▸ Written instruction: Transcribe the passage on running binaries in a sandbox word for word, from "You can see" to "user executes it.".

▸ Extract to read:
==================================================

There are unfortunately numerous reasons why one binary may not run inside a sandboxed environment, whilst another binary may run just fine.

In your case you were able to disable sandboxing, so that was an easy (and sensible) fix, but for anyone without that luxury, below is some information that documents some relevant factors.

There is a question here which asks why /sbin/ping runs fine, yet /usr/sbin/traceroute does not.

From one of the answers there:

ping vs. traceroute - the former is a non-priviledged program, the latter is priviledged and runs as root

You can see the difference in their permissions:

$ ls /sbin/ping
-r-xr-xr-x  1 root  wheel    41K 30 May 11:36 /sbin/ping

$ ls /usr/sbin/traceroute
-r-sr-xr-x  1 root  wheel    37K 30 May 11:36 /usr/sbin/traceroute

The s on the trace route means it will be executed as root, which naturally is not going to be allowed inside a sandboxed environment. The following may be helpful, from https://coderanch.com/t/110770/os/permissions-meaning#558594:

"s", for files, means "setuid exec." If a file has s permission, then it's executable, and furthermore, the user id and/or group id of the process is set to the user or group id of the owner of the file, depending on whether it's the user or group "s" that's set. This is a way to give limited root powers to a user -- a program that runs as root when an ordinary user executes it.

==================================================

▸ Dataset excerpts on object pointing:

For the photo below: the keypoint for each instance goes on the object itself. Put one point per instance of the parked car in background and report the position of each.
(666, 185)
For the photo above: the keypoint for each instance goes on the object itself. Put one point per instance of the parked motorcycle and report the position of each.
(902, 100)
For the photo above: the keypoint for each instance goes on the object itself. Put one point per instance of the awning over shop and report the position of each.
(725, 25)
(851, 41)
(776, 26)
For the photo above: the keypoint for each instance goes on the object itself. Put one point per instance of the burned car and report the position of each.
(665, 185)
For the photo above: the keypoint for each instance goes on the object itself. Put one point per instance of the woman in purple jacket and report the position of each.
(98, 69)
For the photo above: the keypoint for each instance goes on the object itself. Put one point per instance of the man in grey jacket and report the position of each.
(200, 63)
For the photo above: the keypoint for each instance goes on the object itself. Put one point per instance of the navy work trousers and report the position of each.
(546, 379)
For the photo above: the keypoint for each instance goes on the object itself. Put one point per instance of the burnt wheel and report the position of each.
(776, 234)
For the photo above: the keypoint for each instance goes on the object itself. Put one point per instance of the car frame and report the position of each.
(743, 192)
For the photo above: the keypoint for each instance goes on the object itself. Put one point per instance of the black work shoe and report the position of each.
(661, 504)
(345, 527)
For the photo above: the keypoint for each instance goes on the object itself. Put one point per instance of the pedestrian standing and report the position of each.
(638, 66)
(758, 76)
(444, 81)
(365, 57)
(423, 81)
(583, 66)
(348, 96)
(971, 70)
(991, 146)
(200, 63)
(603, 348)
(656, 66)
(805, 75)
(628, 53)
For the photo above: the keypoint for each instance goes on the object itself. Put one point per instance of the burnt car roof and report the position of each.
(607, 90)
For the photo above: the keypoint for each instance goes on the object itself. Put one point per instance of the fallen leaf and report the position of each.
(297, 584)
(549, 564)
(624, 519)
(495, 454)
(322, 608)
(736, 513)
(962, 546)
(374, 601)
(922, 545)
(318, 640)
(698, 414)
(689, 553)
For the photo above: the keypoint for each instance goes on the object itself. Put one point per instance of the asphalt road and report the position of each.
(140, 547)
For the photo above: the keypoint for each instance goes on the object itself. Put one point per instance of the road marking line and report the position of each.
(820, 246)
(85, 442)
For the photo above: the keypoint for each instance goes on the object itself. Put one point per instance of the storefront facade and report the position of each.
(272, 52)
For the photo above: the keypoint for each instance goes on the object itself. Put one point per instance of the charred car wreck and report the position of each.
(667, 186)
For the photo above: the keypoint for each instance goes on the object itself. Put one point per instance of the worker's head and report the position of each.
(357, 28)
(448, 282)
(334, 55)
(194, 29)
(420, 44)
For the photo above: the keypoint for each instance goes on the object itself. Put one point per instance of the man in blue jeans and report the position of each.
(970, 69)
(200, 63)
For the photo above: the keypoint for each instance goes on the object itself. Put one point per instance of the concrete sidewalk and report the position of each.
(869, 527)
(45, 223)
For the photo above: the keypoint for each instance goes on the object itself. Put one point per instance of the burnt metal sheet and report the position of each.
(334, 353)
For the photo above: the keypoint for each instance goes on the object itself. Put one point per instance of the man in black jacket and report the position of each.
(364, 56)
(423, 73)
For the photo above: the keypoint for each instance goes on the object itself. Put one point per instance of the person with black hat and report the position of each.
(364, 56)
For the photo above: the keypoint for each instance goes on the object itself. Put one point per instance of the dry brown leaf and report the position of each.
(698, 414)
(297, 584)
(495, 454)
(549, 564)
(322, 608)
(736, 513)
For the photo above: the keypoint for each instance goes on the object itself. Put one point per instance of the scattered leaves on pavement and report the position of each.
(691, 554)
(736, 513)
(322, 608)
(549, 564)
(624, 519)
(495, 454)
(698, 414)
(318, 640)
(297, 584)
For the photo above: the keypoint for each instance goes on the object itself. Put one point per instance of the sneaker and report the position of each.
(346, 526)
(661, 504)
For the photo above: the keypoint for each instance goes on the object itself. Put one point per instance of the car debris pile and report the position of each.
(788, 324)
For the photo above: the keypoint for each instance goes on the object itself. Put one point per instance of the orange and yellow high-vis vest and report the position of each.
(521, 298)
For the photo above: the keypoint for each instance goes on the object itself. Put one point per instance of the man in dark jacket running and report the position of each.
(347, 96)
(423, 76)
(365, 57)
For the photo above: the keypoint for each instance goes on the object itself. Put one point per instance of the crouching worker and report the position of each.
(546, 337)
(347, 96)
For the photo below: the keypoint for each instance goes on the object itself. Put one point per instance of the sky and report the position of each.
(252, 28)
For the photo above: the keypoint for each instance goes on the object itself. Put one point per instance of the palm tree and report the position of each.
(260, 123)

==================================================

▸ Answer below:
You can see the difference in their permissions:

$ ls /sbin/ping
-r-xr-xr-x  1 root  wheel    41K 30 May 11:36 /sbin/ping

$ ls /usr/sbin/traceroute
-r-sr-xr-x  1 root  wheel    37K 30 May 11:36 /usr/sbin/traceroute

The s on the trace route means it will be executed as root, which naturally is not going to be allowed inside a sandboxed environment. The following may be helpful, from https://coderanch.com/t/110770/os/permissions-meaning#558594:

"s", for files, means "setuid exec." If a file has s permission, then it's executable, and furthermore, the user id and/or group id of the process is set to the user or group id of the owner of the file, depending on whether it's the user or group "s" that's set. This is a way to give limited root powers to a user -- a program that runs as root when an ordinary user executes it.